**Task item:**
Each line of the data below holding the word "beak" must be copied.

☆ ☆ ☆ ☆

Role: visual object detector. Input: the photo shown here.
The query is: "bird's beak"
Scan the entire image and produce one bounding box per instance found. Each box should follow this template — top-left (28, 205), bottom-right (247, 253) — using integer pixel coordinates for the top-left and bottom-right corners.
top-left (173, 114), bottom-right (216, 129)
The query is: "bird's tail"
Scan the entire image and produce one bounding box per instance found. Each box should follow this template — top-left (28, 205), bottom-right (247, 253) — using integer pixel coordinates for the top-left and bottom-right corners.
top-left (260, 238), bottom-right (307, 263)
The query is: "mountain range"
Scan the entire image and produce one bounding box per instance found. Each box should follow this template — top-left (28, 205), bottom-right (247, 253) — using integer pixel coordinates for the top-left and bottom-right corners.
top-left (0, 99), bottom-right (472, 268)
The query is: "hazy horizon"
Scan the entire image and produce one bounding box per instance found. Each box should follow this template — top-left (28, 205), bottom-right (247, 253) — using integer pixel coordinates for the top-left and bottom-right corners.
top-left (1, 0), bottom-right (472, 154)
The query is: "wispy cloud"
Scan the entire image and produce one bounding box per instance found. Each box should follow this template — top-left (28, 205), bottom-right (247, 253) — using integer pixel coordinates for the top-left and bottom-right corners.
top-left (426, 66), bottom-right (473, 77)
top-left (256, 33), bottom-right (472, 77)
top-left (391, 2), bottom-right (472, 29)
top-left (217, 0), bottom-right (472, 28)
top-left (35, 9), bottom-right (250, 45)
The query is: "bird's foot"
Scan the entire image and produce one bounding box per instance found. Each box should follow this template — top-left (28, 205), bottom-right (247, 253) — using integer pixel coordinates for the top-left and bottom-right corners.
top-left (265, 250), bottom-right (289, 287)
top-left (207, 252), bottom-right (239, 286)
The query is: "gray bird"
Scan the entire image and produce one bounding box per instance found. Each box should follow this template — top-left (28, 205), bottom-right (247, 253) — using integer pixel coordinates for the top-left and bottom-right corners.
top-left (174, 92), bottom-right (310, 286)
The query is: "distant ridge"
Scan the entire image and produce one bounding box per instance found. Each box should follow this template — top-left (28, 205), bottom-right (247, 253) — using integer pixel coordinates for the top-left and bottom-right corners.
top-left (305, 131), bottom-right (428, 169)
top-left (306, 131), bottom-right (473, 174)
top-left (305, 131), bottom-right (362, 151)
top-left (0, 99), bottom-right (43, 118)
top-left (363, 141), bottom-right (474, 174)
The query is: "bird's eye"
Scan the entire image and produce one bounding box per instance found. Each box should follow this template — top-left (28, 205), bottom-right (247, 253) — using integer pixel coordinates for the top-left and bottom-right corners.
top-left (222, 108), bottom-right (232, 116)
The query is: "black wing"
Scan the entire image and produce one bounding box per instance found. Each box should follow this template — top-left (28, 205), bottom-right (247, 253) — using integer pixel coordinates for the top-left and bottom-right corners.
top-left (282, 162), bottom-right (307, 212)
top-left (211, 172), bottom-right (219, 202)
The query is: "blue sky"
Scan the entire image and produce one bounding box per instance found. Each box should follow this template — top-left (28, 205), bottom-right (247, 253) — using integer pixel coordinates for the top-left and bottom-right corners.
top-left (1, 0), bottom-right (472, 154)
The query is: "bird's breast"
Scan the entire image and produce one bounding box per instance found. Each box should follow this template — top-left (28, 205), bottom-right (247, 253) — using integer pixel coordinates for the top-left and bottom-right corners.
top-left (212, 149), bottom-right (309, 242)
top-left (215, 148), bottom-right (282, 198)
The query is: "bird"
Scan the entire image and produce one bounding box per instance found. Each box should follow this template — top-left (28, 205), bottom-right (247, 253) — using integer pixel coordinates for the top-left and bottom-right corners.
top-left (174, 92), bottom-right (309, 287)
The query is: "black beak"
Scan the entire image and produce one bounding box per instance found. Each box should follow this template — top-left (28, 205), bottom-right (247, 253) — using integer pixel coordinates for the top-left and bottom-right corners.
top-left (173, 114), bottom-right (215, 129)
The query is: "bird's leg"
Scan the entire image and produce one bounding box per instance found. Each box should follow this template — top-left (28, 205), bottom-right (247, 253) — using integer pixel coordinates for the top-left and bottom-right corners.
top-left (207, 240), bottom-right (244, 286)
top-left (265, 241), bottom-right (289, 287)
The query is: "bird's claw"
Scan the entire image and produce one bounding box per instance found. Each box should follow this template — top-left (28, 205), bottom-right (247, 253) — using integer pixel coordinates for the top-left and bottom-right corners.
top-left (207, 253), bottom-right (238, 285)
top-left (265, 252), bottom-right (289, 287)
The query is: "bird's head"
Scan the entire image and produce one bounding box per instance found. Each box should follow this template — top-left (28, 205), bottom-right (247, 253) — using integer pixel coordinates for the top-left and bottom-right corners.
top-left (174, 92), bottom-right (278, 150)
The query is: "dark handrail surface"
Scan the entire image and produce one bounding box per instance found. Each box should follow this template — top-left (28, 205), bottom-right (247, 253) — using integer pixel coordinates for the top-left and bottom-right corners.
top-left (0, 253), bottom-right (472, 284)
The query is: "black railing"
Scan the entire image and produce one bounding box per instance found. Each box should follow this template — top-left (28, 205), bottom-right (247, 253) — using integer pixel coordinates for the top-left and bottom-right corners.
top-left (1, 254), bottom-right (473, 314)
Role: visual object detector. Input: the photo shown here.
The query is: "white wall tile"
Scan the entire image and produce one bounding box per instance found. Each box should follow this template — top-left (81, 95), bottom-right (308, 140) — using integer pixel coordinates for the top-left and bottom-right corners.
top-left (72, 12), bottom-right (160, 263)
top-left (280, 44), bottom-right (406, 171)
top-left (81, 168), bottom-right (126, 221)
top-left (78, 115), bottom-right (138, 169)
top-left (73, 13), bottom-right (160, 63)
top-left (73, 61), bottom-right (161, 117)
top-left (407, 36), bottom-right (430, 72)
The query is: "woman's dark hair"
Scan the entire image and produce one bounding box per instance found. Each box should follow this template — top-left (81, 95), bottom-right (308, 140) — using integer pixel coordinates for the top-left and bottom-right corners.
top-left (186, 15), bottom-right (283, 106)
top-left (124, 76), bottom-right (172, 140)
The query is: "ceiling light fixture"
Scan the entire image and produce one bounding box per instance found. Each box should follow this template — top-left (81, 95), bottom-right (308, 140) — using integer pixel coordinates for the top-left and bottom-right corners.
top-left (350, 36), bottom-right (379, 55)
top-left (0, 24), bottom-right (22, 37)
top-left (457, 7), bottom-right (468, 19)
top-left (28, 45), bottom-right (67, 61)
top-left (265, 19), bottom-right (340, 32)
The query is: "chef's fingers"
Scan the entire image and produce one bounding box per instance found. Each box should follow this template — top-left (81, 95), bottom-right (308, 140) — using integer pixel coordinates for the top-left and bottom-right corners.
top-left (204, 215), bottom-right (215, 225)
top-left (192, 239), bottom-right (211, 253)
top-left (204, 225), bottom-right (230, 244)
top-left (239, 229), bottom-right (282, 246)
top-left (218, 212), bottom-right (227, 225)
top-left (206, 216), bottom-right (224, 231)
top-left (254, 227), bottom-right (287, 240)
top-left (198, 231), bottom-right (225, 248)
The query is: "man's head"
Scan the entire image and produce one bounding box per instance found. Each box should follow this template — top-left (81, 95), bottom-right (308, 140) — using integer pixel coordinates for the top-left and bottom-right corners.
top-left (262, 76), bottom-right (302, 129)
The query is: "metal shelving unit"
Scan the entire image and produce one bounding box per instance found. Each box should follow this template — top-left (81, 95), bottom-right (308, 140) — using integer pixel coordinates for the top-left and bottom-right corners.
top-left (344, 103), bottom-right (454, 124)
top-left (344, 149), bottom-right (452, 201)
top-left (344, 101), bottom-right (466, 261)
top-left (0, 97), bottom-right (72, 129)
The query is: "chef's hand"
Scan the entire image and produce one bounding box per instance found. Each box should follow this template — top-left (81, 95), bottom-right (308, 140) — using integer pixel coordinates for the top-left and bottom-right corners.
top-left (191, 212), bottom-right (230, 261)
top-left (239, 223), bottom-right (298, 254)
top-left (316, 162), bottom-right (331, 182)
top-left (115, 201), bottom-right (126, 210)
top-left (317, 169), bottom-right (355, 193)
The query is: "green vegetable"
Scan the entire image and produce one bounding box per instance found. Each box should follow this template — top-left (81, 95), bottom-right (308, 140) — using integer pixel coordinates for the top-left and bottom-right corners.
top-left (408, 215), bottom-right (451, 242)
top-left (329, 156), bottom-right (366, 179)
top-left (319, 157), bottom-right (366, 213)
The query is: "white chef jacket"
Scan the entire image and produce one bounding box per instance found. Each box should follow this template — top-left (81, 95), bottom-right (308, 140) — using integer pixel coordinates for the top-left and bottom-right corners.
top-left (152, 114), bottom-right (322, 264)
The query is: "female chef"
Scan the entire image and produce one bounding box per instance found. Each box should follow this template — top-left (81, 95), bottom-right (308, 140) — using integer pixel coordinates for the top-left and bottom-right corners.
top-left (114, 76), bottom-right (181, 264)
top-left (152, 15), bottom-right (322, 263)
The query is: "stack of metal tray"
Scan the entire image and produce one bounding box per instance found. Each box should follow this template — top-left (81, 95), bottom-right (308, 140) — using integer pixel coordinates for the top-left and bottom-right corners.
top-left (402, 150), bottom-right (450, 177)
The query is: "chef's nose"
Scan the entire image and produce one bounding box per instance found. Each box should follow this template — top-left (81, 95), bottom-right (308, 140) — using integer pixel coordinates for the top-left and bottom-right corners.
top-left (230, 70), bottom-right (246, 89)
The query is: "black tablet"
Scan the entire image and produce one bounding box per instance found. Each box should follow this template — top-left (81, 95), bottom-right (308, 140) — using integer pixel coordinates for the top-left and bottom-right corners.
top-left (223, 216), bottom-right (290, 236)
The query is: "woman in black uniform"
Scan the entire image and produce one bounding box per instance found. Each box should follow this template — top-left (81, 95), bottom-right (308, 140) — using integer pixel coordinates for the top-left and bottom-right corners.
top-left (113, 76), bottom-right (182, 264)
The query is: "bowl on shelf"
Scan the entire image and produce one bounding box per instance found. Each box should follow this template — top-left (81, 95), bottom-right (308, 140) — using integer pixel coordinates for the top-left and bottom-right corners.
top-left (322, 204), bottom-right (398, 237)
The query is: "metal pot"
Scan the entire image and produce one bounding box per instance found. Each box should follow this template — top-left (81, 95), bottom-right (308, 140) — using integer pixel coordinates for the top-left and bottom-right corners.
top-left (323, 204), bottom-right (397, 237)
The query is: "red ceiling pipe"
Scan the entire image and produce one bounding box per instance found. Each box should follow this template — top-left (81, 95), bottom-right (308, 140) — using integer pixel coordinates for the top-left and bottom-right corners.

☆ ☆ ☆ ☆

**Answer to this task:**
The query is: "bird's beak"
The query is: "black beak"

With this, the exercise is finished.